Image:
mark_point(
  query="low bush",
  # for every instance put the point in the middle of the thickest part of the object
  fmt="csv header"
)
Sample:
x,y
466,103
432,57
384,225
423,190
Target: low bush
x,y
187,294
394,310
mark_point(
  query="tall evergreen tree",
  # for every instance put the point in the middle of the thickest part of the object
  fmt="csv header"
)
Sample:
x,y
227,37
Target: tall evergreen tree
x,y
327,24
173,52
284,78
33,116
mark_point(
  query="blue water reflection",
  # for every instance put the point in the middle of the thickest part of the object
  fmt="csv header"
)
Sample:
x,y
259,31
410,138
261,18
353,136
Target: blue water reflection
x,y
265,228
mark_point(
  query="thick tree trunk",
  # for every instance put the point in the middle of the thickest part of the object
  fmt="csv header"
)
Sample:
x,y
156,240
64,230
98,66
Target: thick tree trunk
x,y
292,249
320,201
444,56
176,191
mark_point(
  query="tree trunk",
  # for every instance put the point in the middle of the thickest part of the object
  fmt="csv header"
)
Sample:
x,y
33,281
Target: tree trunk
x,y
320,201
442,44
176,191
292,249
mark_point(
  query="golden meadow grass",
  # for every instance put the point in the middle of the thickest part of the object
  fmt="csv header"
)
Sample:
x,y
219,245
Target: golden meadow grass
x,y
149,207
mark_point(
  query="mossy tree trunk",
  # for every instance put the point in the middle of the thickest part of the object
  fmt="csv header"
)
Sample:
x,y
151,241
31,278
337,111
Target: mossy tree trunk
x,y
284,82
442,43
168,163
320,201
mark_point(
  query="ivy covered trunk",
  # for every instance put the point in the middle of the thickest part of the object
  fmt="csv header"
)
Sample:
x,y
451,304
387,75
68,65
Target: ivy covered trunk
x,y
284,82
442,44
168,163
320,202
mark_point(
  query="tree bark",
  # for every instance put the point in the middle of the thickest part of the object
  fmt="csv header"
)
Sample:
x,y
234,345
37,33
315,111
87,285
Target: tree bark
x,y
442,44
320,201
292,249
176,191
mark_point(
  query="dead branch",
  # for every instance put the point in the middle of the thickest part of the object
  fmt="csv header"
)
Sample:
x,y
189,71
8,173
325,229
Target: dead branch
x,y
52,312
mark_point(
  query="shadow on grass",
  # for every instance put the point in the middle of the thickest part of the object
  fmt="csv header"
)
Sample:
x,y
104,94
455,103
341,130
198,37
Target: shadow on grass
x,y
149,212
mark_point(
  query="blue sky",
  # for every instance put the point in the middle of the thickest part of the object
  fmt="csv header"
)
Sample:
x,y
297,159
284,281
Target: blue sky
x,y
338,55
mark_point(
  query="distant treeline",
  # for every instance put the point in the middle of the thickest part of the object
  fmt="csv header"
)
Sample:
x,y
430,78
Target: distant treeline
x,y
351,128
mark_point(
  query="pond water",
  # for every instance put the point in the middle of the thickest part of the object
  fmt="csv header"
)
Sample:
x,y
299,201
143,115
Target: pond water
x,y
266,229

□ □ □ □

How many of the lines above contain the word "meadow"? Reply with the number alone.

2